### THE PROBLEM
Could you copy every record below exactly, leaving out the pictures?

───

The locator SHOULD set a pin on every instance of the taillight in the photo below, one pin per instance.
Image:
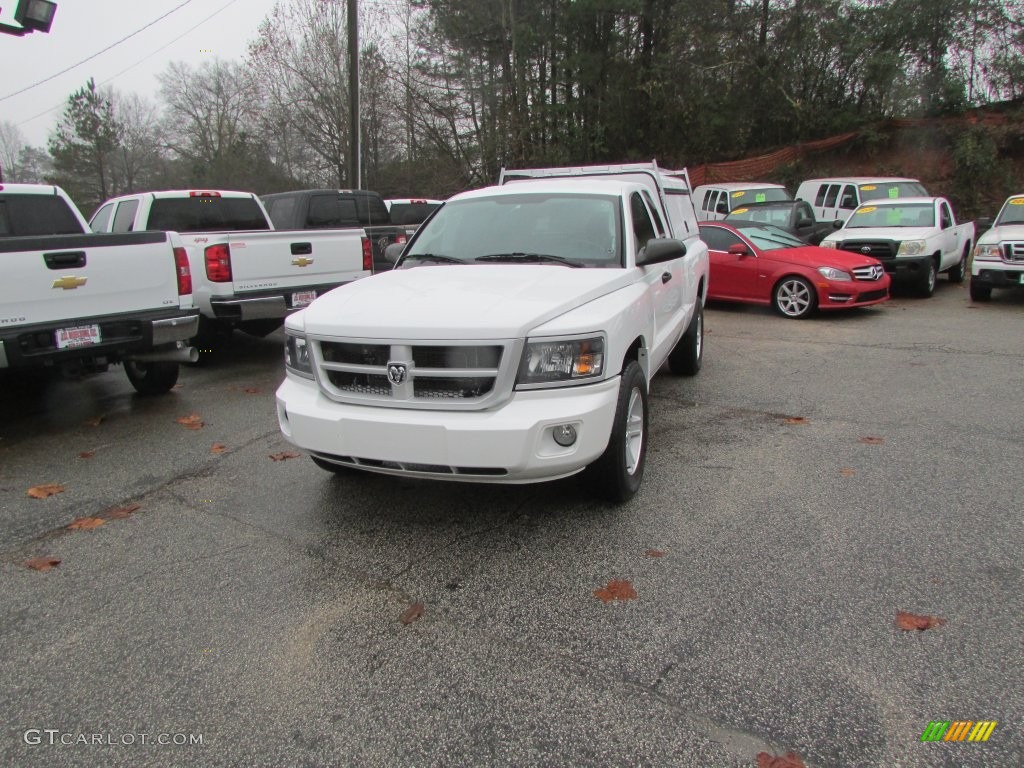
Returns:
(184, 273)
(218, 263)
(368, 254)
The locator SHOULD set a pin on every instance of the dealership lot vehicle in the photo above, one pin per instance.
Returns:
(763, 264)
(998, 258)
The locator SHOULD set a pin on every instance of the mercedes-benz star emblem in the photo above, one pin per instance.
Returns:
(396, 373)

───

### ANSWER TO THIS TASK
The locator SHOULD set a pin on every instance of the taillight in the photo below, one pin per instance.
Image:
Returns:
(184, 273)
(218, 263)
(368, 254)
The locator SHOULD set a pin on every instance of the dealership lot vehicle in the photo above, one pin per instance.
Returns:
(763, 264)
(998, 258)
The locator SHOULD set a pin on every instance of the mercedes-benz star emblem in the photo above, one pin per instance.
Returns:
(396, 373)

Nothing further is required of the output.